Document segment —
/---
Firstly, it was to show their voters that, despite their party’s sitting in a coalition with and under politicians traditionally from the right, it’s still committed to Israeli capitulation at all costs. Secondly, it was to signal to Abbas that he has the power to achieve their shared goal.
But just like any of the strange bedfellows able to use this option as a threat, none has the desire to follow through with it. They all realize that in such an event, what awaits them on the “day after” is political exile.
In the meantime, each enjoys a degree of freedom from facing the electorate for a fifth time in two-and-a-half years. And Meretz is milking its ability to go against the wishes of Prime Minister Naftali Bennett and discuss policy with Holocaust denier Abbas—a “pay for slay” terrorism instigator who’s been refusing to engage in talks with Israel since 2014.
\---
Exercise aim — Please pick up the passage on Meretz and Israel's governing coalition after its final sentence and continue it.

Data section —
/---
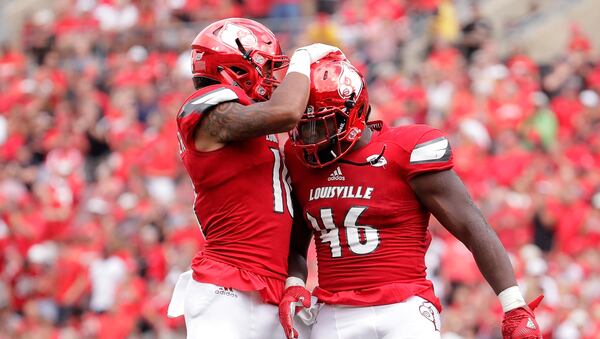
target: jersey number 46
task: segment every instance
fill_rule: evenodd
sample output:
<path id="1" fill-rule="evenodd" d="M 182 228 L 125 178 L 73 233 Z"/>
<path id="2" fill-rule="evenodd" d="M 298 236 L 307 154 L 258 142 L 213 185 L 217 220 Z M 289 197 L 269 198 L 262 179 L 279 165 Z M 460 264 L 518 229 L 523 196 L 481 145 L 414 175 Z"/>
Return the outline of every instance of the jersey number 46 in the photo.
<path id="1" fill-rule="evenodd" d="M 357 225 L 356 222 L 366 207 L 352 207 L 344 217 L 343 228 L 338 228 L 333 222 L 333 210 L 331 208 L 321 209 L 321 222 L 325 228 L 319 225 L 315 217 L 306 213 L 306 219 L 311 223 L 315 231 L 320 232 L 320 239 L 329 243 L 331 256 L 339 258 L 342 256 L 342 244 L 340 230 L 346 231 L 346 242 L 350 251 L 354 254 L 368 254 L 379 246 L 379 232 L 368 225 Z"/>

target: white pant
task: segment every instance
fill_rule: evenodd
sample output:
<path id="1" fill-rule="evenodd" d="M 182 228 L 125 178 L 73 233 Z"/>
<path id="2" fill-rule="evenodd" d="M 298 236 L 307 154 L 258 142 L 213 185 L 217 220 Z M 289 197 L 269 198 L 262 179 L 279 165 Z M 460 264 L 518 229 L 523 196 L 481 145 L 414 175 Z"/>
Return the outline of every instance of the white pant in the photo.
<path id="1" fill-rule="evenodd" d="M 169 317 L 184 315 L 188 339 L 285 339 L 277 313 L 258 292 L 200 283 L 191 271 L 179 277 L 168 311 Z"/>
<path id="2" fill-rule="evenodd" d="M 311 339 L 440 339 L 440 315 L 421 297 L 390 305 L 323 304 Z"/>

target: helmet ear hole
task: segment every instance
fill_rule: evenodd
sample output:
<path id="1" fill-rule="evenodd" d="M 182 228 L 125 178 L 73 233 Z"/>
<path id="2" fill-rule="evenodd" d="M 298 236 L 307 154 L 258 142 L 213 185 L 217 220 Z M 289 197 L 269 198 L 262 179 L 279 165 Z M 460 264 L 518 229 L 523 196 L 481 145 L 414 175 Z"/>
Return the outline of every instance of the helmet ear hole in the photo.
<path id="1" fill-rule="evenodd" d="M 229 69 L 231 69 L 237 75 L 248 74 L 248 72 L 245 69 L 238 67 L 238 66 L 231 66 L 231 67 L 229 67 Z"/>
<path id="2" fill-rule="evenodd" d="M 364 111 L 364 106 L 361 106 L 361 107 L 358 109 L 358 112 L 357 112 L 357 114 L 358 114 L 358 117 L 359 117 L 359 118 L 360 118 L 360 117 L 362 117 L 362 113 L 363 113 L 363 111 Z"/>
<path id="3" fill-rule="evenodd" d="M 192 80 L 194 81 L 194 88 L 195 89 L 200 89 L 202 87 L 206 87 L 206 86 L 210 86 L 210 85 L 217 85 L 219 84 L 219 82 L 215 79 L 211 79 L 208 77 L 193 77 Z"/>

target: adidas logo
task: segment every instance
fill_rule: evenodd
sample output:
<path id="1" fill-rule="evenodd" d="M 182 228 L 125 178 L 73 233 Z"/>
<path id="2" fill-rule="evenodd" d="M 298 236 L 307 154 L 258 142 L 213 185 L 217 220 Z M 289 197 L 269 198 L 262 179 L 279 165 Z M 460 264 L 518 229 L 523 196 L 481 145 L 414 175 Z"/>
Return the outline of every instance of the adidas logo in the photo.
<path id="1" fill-rule="evenodd" d="M 335 181 L 335 180 L 346 180 L 346 177 L 344 177 L 344 175 L 342 174 L 342 170 L 340 169 L 340 166 L 338 166 L 335 169 L 335 171 L 333 171 L 327 178 L 327 181 Z"/>
<path id="2" fill-rule="evenodd" d="M 218 289 L 215 290 L 215 294 L 219 294 L 219 295 L 225 295 L 228 297 L 234 297 L 237 298 L 237 294 L 235 294 L 235 292 L 233 292 L 233 288 L 231 287 L 219 287 Z"/>

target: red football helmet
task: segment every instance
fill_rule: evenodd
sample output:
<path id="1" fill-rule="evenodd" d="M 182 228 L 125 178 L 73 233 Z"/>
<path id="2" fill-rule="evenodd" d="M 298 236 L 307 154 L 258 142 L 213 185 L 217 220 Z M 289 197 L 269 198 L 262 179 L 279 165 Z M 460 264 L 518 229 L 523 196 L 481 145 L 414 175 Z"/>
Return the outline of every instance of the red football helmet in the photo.
<path id="1" fill-rule="evenodd" d="M 281 46 L 264 25 L 230 18 L 210 24 L 192 42 L 196 89 L 221 83 L 242 88 L 257 101 L 269 99 L 289 64 Z"/>
<path id="2" fill-rule="evenodd" d="M 325 167 L 356 144 L 366 126 L 369 95 L 350 62 L 330 55 L 311 66 L 308 106 L 290 131 L 292 144 L 309 167 Z"/>

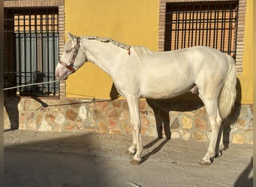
\---
Solved exercise —
“Meretz has a task within the government: to keep the two-state solution alive, not let it disappear, and not sabotage the chance of reaching it in the future,” Horowitz told the octogenarian P.A. chief. “Because there is no other solution.”
It would be almost amusing if it weren’t such a lie. Abbas has made it clear, time and again, that this is not his aim.
“We [in Meretz] believe that there’s no room for unilateral measures that would harm the chances of implementing the two-state solution. No new settlements, no illegal outposts and no violence by extremists among the settlers.”
Fatah’s propagandists couldn’t have expressed that last bit better themselves.
“It is my duty, our duty, to promote joint action,” Horowitz continued. “We arrived today to rebuild a direct and permanent channel between [Israel and the P.A.], and to give a ‘booster [shot]’ to the cooperation.”
Frej chimed in, as well.
“We are here to promote a two-state solution; to say that you are our partner,” he stated. “The future is important, but we must first act to make the present better, and for that we need cooperation between ministries and governments.”
Rosin made reference to the fact that other Israelis didn’t back the visit.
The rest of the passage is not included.